EXERCISE TASK
Rewrite the stretch from the start of the entries through the line containing "390), (269, 402)]", keeping every line. Shift each coordinate in the answers by adding 103 to it, and leave all other lines, including the sample outlines, unchanged.

DATA FOR THIS EXERCISE
————————

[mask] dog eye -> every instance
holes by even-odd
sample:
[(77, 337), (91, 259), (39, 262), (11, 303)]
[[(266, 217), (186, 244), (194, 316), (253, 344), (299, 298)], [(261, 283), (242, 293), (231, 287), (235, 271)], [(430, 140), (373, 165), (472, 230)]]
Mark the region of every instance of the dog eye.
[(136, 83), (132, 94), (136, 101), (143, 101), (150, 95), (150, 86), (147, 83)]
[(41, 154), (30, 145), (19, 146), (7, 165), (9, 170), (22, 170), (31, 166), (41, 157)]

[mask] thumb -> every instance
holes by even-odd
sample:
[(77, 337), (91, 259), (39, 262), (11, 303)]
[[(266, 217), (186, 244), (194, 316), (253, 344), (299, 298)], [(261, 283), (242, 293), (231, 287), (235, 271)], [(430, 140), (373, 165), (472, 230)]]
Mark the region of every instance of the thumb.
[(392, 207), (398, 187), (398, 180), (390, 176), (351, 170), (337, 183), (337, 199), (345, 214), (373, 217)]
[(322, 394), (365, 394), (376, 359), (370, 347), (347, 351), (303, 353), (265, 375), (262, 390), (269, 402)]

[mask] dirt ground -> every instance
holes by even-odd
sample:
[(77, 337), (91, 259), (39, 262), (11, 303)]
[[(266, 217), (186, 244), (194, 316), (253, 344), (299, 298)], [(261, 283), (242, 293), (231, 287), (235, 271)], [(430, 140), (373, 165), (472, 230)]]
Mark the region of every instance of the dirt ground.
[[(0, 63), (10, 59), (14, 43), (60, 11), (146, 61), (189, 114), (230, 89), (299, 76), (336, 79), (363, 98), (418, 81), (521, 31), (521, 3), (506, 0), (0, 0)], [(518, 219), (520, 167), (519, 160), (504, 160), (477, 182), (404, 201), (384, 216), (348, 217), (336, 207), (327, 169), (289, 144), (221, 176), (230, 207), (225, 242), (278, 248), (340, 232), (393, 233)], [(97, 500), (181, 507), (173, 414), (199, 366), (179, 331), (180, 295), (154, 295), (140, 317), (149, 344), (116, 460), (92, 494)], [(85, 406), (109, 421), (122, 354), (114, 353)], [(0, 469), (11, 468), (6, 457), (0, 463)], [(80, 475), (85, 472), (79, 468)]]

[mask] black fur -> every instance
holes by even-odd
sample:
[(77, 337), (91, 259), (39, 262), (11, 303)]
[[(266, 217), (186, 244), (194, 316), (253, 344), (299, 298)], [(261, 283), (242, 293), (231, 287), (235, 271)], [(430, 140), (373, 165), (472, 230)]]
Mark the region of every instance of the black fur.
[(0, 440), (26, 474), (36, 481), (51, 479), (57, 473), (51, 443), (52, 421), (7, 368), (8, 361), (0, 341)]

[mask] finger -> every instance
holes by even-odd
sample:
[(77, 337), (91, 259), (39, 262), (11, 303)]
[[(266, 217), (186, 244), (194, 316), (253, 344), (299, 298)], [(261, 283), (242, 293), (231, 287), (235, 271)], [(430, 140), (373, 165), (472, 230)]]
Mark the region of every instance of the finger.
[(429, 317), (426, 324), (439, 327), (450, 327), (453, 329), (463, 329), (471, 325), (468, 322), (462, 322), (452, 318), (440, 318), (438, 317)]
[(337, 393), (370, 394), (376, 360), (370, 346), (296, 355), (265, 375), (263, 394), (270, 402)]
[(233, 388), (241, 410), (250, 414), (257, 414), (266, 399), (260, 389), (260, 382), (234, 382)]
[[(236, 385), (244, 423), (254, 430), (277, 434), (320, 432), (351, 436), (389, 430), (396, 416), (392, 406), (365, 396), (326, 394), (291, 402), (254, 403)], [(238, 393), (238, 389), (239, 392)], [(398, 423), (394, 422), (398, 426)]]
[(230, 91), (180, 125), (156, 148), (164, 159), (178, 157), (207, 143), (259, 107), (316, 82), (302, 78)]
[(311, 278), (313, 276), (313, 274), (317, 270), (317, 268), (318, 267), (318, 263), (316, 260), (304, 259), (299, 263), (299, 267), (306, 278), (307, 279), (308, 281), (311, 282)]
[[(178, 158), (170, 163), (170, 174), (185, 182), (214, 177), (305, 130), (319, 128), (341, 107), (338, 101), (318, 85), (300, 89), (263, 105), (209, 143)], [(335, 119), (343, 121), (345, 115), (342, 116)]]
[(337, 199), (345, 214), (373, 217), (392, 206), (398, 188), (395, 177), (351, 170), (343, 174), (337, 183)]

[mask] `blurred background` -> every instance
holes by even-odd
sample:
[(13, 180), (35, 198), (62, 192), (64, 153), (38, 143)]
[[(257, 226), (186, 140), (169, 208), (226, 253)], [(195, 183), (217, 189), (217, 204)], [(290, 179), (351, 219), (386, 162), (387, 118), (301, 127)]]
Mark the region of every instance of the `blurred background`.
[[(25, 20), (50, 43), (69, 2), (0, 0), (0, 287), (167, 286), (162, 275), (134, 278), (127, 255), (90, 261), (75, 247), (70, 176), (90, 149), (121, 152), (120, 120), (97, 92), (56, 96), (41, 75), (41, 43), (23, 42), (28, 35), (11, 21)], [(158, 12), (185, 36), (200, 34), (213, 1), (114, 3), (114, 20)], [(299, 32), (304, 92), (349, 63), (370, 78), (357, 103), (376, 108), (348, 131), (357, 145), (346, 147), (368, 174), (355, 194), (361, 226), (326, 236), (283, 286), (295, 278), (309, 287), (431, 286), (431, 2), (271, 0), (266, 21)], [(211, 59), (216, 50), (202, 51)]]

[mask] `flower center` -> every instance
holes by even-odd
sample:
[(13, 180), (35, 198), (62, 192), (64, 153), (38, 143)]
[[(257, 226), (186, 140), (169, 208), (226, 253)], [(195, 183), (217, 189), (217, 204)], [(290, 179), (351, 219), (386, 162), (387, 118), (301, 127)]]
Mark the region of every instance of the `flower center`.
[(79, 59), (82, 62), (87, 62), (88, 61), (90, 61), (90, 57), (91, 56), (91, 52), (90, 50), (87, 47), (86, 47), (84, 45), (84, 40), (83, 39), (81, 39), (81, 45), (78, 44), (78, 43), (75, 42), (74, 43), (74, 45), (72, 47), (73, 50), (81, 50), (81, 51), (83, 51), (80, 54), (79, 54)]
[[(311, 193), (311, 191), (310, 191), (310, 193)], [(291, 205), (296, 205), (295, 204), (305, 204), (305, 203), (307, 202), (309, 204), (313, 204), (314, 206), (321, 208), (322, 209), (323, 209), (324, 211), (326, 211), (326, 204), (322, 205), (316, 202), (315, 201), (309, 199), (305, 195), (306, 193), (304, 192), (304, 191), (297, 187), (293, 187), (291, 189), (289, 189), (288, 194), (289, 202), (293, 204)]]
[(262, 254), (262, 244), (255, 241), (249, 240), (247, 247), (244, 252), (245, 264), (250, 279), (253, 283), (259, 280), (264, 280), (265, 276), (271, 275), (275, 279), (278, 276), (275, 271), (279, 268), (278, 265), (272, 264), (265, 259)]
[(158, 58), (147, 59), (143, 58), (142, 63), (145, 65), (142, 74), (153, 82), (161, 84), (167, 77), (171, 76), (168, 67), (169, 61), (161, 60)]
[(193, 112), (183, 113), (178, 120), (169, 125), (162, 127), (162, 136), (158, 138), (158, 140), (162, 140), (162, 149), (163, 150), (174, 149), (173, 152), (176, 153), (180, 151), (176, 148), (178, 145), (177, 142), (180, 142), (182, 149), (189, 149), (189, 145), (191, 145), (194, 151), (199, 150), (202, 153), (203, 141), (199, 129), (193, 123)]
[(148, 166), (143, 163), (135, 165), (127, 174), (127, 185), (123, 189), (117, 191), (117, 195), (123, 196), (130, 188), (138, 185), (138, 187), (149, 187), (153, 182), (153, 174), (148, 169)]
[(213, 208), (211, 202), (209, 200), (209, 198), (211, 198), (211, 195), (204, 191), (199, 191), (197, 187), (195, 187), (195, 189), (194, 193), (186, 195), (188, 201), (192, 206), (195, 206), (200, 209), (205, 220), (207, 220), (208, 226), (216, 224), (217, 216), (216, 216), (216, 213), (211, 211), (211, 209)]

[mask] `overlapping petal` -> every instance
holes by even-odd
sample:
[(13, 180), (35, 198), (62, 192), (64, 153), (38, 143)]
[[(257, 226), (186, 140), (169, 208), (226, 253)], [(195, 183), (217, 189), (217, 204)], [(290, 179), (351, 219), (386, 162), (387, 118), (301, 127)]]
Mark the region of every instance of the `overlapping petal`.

————————

ANSWER
[mask] dog eye -> every instance
holes by even-odd
sample:
[(77, 337), (91, 259), (39, 262), (11, 303)]
[[(266, 217), (186, 244), (194, 316), (253, 344), (299, 298)], [(261, 283), (242, 293), (231, 287), (235, 271)], [(430, 140), (373, 165), (472, 230)]]
Mark the region of every instance of the dog eye.
[(239, 186), (235, 197), (239, 204), (246, 204), (253, 198), (253, 189), (250, 186)]
[(144, 257), (133, 248), (122, 249), (110, 268), (112, 273), (125, 273), (134, 269), (144, 260)]

[mask] thumb -> every instance
holes by even-odd
sample:
[(77, 337), (91, 259), (39, 262), (11, 303)]
[[(266, 217), (186, 244), (194, 316), (253, 344), (299, 298)], [(261, 283), (242, 293), (231, 287), (235, 271)], [(430, 140), (373, 165), (472, 230)]]
Mark the region of every instance of the thumb.
[(495, 310), (501, 290), (501, 283), (493, 279), (454, 273), (440, 286), (440, 302), (448, 317), (476, 320)]
[(425, 497), (468, 497), (479, 462), (473, 450), (450, 454), (406, 456), (368, 478), (365, 493), (372, 505)]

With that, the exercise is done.